# To do:
Format every line of the records below as a Markdown table with the columns "Row" and "Line text", numbering the rows and omitting blank lines. Leave the pictures out of the table.

(Excerpts from a point labeling dataset)
┌──
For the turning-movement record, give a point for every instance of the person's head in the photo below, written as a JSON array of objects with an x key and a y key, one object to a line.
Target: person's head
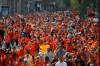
[
  {"x": 61, "y": 58},
  {"x": 47, "y": 59}
]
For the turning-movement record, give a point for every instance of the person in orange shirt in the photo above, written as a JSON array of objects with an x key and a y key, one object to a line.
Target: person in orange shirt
[{"x": 39, "y": 62}]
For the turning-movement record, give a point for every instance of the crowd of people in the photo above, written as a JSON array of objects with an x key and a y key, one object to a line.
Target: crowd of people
[{"x": 49, "y": 39}]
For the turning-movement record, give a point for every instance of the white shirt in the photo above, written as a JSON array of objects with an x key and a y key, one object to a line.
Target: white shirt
[{"x": 61, "y": 63}]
└──
# Output of the exercise:
| Row | Line text |
|---|---|
| 1 | For the turning-movement record, give a point for every instance of the person's head in the photo below, written as a JSON array of objects with an x key and a y key, one object to a line. |
| 2 | Target: person's head |
| 3 | [ |
| 4 |   {"x": 61, "y": 58}, |
| 5 |   {"x": 47, "y": 59} |
| 6 | ] |
| 7 | For the turning-movement record, give a point for every instance of the person in orange shirt in the photo above, written as a JSON array of objects with an x key and a y key, one object to a line. |
| 8 | Target: person in orange shirt |
| 9 | [{"x": 39, "y": 62}] |
| 10 | For the turning-movement record, give a point for every instance of the crowd of people in the photo above, written as a JSON array of objects with an x key and a y key, one object to a line. |
| 11 | Target: crowd of people |
| 12 | [{"x": 49, "y": 39}] |
| 13 | For the turning-movement record, give a point for every instance of the white shirt in the photo above, written as a JSON array of objects with an x key and a y key, one object to a line. |
| 14 | Target: white shirt |
| 15 | [{"x": 61, "y": 63}] |